# Problem to solve
Extract each line of the data below exactly as written.

Data listing:
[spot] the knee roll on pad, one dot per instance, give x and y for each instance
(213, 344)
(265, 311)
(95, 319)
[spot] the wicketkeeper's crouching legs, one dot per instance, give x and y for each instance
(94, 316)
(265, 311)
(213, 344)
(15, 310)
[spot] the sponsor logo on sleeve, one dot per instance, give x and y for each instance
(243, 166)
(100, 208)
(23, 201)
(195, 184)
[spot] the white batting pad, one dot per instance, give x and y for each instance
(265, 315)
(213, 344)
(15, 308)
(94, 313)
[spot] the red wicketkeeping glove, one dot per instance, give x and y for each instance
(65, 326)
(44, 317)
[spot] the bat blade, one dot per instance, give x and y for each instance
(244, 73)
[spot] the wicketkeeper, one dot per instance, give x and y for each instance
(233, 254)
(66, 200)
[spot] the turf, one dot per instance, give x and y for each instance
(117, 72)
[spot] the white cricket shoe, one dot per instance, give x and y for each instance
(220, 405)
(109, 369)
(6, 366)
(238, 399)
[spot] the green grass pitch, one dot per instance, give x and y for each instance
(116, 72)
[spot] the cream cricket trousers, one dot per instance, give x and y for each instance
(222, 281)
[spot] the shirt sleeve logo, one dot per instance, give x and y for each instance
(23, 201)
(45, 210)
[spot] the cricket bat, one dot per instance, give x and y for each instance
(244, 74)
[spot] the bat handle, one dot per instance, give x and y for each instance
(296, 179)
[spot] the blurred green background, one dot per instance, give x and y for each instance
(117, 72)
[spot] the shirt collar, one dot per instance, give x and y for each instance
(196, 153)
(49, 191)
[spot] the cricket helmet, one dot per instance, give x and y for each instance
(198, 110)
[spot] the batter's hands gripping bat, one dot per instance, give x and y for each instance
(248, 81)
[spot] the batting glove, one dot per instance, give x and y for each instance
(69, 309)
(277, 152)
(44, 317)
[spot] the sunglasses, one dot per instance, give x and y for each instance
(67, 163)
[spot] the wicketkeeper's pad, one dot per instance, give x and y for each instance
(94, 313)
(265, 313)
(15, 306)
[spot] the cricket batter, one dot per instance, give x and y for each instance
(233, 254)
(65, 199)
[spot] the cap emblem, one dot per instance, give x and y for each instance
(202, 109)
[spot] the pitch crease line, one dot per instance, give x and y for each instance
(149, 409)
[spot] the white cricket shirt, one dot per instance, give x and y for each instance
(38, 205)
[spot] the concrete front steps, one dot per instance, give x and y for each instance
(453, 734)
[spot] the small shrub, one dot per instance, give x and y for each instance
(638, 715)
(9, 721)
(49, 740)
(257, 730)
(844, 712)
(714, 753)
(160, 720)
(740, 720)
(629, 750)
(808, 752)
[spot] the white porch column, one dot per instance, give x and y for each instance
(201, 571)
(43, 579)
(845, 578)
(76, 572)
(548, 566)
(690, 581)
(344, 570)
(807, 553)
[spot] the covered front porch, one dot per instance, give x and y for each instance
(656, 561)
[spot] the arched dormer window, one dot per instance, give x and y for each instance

# Task solution
[spot] the knee roll on pad, one dot per instance, give x and y for each instance
(213, 344)
(265, 311)
(95, 319)
[spot] the wicketkeeper's crouching legs, one dot per instance, give x and y for each instance
(94, 316)
(265, 311)
(213, 344)
(15, 310)
[spot] the sponsor logo on sleeve, one dot per instance, give x and y for each instance
(243, 166)
(100, 208)
(23, 201)
(195, 184)
[spot] the white batting pad, one dot per instance, give x and y for each instance
(265, 315)
(213, 344)
(15, 308)
(94, 313)
[spot] the red wicketkeeping glove, one dot per instance, give x and y for each instance
(65, 326)
(44, 317)
[spot] the bat blade, one dot per instance, give x and y for each instance
(244, 73)
[spot] the wicketkeeper, one dot per instance, give x and y for each instance
(233, 254)
(66, 200)
[spot] the turf, one dot per instance, give x and y for each instance
(117, 72)
[spot] the white cricket shoe, one dot per instance, give x and y for each instance
(220, 405)
(109, 369)
(6, 366)
(238, 399)
[spot] the green grass pitch, one dot per instance, give x and y for each instance
(116, 72)
[spot] the cream cricket trousers, one dot per instance, give x and y for each instance
(222, 281)
[spot] the shirt sleeve logo, one dot per instance, give x and y for each instance
(23, 201)
(45, 210)
[spot] the cricket bat, one dot per instance, give x and y for each instance
(244, 74)
[spot] the bat handle, one dot per instance, give x and y for each instance
(296, 179)
[spot] the blurred green background, one dot per instance, give x and y for each instance
(117, 72)
[spot] the shirt collar, one dot per instance, give x and y for each instance
(196, 153)
(49, 191)
[spot] the cricket helmet, one dot per instance, give x and y for each instance
(198, 110)
[spot] the batter's hands gripping bat, one dot per instance, give x and y for each instance
(248, 81)
[spot] the batting glove, one dot per instance, give x and y for each instance
(69, 309)
(277, 152)
(44, 317)
[spot] the sunglasses, one dot per instance, give x and y for each instance
(67, 163)
[spot] the wicketkeeper's pad, one dot per instance, give x and y for each instance
(94, 313)
(265, 313)
(15, 306)
[spot] the cricket batter, one dot per instance, give x and y for each instance
(233, 254)
(65, 199)
[spot] the cap emblem, one dot per instance, give x and y for each instance
(202, 109)
[spot] the pitch crease line, one dot per instance, give x and y for each instance
(149, 409)
[spot] the white cricket shirt, one dot per instance, give x and y for each instance
(38, 205)
[spot] the concrete front steps, one dot per instance, give x and y for each instance
(453, 734)
[spot] the small shrub, one dot per instance, give x and y for each instance
(638, 715)
(9, 721)
(49, 740)
(257, 730)
(844, 712)
(714, 753)
(160, 720)
(740, 720)
(629, 750)
(808, 752)
[spot] the white porch column, one dot per instance, give x and y for each instance
(201, 571)
(43, 579)
(845, 578)
(76, 572)
(548, 566)
(690, 581)
(344, 570)
(807, 553)
[spot] the covered front porch, one dot per instance, give x and y for each instance
(656, 561)
[spot] the arched dormer window, one dot per instance, give x and y for each instance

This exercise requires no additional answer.